GIVEN EXERCISE: Rewrite everything from the line containing "Find the broken" down to the end of the listing, requests included. Shift every coordinate in the answer points by adding 46 to it.

+ + + + + + +

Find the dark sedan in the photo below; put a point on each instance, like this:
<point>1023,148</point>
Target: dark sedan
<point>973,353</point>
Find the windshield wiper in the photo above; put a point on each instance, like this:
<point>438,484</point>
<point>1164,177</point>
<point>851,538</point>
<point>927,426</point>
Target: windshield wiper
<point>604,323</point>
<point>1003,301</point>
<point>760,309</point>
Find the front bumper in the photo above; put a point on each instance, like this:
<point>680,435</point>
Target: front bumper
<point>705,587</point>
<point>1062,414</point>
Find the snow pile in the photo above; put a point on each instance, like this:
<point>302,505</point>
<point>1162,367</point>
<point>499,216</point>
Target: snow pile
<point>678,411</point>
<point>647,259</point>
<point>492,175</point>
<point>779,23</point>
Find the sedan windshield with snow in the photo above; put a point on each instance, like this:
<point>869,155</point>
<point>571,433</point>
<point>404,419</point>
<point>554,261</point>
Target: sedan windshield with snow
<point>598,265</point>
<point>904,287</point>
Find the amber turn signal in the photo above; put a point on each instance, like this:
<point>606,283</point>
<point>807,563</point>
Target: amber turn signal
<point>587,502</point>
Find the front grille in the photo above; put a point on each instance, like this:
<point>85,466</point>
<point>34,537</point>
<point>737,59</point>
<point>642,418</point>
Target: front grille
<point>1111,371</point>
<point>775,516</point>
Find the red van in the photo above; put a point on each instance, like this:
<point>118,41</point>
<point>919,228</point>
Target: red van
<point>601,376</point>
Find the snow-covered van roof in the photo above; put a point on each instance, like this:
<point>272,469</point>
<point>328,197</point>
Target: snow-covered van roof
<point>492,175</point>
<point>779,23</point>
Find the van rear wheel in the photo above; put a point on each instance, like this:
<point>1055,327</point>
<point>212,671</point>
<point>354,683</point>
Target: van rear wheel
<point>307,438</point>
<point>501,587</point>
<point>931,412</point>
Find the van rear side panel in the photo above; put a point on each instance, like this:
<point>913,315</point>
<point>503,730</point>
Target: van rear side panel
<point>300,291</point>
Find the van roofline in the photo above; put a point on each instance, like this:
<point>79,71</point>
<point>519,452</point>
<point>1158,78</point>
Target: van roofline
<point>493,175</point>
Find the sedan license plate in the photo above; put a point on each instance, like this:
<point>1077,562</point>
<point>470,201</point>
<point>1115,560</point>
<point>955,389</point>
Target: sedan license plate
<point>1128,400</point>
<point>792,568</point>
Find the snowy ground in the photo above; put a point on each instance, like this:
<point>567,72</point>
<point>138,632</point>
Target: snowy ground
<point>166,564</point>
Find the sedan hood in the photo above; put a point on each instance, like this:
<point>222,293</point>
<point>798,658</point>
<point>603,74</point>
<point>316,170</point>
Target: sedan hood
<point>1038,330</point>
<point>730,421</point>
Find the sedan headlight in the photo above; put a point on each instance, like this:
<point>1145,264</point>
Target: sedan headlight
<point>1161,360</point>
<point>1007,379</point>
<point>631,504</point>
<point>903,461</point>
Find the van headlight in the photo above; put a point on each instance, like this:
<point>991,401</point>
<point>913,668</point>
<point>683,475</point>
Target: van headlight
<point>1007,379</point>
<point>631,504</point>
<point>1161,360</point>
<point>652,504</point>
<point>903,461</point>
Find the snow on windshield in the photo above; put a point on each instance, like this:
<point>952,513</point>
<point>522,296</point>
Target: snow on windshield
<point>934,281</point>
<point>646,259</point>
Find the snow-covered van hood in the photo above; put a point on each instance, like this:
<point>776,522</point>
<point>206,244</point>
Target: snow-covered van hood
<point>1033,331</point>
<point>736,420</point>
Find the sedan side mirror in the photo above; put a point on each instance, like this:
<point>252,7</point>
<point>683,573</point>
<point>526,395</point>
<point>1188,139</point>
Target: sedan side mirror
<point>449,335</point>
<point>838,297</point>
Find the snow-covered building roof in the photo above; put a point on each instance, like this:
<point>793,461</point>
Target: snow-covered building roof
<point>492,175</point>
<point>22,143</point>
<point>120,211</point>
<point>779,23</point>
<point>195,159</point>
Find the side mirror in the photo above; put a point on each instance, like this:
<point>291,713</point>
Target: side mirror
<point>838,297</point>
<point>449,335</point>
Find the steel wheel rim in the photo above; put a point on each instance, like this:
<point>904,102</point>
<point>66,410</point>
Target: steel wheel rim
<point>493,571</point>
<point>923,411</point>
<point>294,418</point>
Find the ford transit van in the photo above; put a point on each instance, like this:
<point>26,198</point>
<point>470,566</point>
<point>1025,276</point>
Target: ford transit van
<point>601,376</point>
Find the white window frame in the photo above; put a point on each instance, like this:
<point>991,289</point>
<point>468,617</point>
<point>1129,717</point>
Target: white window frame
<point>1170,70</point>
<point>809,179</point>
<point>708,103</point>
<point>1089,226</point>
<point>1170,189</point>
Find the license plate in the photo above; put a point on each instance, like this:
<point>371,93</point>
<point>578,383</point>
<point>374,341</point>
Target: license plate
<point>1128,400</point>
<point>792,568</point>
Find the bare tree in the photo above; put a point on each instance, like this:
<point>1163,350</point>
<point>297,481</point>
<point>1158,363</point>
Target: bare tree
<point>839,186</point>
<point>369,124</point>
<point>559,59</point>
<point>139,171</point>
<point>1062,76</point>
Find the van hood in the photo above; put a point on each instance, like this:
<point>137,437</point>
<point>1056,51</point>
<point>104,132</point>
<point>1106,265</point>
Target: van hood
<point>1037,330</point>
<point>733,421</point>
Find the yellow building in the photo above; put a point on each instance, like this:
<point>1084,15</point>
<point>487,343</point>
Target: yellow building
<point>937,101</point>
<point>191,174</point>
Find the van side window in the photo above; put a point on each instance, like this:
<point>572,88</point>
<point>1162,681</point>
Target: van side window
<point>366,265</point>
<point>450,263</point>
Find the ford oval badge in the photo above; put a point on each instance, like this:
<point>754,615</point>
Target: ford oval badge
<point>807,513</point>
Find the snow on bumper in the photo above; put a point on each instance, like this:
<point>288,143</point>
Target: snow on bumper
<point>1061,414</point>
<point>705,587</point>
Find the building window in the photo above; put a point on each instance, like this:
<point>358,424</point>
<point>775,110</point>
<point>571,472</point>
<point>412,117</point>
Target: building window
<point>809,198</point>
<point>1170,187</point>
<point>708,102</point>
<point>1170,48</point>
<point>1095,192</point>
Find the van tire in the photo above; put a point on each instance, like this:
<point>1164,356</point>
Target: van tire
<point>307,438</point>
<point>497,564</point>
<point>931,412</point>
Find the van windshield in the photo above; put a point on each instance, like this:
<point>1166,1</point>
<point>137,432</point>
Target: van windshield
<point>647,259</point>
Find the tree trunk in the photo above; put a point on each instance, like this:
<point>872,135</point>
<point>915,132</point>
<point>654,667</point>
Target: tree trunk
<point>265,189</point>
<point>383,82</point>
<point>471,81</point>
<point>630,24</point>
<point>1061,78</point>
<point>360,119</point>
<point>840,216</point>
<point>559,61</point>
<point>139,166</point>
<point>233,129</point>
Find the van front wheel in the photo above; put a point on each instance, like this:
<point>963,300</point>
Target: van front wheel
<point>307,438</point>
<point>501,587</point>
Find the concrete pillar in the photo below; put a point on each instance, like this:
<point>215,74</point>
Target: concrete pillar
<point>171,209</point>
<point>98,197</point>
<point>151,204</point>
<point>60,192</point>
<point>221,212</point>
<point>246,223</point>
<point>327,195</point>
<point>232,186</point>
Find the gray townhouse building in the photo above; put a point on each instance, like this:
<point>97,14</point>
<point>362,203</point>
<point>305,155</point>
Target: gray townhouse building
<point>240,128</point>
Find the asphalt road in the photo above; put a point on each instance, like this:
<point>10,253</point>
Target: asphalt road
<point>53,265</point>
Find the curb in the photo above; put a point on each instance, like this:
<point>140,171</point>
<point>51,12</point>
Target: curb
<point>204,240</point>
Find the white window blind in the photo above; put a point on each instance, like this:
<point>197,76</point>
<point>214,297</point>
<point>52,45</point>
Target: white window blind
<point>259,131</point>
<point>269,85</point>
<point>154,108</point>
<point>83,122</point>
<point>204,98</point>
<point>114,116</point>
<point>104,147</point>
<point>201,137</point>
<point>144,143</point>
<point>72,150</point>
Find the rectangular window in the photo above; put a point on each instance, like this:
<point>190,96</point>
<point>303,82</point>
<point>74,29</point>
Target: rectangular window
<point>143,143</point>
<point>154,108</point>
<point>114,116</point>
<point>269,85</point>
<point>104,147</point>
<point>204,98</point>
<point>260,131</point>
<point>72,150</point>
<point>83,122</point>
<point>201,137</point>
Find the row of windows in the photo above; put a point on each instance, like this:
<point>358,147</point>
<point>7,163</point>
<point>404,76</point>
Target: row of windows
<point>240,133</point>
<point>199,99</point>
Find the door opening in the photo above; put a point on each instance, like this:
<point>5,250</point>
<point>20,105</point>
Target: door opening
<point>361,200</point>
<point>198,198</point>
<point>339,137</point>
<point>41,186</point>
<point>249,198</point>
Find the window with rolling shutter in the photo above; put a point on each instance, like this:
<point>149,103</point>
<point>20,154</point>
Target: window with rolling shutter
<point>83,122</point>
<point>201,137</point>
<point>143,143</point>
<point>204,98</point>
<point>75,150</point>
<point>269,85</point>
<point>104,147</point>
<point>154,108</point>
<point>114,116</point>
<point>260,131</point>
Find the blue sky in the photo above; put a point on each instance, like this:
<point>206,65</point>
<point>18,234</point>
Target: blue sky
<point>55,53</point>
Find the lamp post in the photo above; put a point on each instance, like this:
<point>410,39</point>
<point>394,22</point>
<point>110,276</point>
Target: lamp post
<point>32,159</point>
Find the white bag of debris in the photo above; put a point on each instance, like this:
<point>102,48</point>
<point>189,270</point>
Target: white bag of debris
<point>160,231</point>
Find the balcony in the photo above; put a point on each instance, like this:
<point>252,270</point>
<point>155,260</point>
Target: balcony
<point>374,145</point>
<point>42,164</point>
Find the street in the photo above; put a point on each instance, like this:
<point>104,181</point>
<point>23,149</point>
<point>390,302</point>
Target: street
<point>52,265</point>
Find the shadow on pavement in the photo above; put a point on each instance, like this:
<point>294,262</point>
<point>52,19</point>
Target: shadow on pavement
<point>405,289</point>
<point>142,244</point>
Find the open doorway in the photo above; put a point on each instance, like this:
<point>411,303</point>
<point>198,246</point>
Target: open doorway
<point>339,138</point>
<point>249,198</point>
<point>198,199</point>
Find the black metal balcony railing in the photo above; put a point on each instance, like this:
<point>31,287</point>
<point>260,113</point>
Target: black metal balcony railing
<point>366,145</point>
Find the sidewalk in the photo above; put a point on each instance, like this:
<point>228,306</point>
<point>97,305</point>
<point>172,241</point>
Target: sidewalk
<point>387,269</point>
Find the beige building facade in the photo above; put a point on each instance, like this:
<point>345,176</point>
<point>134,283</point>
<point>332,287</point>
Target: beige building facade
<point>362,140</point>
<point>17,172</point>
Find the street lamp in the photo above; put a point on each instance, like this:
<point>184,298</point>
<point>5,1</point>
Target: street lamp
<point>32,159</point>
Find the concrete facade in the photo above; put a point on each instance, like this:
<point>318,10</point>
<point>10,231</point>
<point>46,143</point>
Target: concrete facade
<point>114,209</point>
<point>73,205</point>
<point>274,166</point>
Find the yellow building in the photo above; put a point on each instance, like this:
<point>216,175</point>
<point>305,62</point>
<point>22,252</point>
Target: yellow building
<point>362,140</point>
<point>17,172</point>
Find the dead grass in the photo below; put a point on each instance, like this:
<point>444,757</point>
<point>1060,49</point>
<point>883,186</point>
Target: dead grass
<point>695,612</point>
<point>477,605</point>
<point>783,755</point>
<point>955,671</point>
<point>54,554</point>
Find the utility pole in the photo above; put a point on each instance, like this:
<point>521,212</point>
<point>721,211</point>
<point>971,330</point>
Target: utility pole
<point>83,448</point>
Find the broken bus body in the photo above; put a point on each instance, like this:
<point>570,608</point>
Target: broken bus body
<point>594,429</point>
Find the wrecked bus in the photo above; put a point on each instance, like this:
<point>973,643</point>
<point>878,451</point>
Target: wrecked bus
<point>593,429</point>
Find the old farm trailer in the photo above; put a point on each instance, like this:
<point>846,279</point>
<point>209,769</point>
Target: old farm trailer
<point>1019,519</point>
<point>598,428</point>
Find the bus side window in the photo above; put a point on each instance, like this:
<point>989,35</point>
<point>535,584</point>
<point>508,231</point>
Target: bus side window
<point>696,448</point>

+ + + + + + +

SOLUTION TO THIS PROBLEM:
Find the broken bus body in the photo above; put a point on each instance, like this:
<point>570,608</point>
Target: broken bus body
<point>640,475</point>
Find the wrecked bus in the photo above; put a point on each instance, like this:
<point>973,643</point>
<point>878,451</point>
Target: wrecked bus
<point>639,475</point>
Find the old farm trailer in the photo above; put a point on each instance, like this:
<point>846,279</point>
<point>209,769</point>
Target: old farm trailer
<point>1065,565</point>
<point>644,474</point>
Find the bus side window in the photo above; put a point on each instance, like this:
<point>989,35</point>
<point>535,584</point>
<point>508,231</point>
Target: bus side window
<point>742,494</point>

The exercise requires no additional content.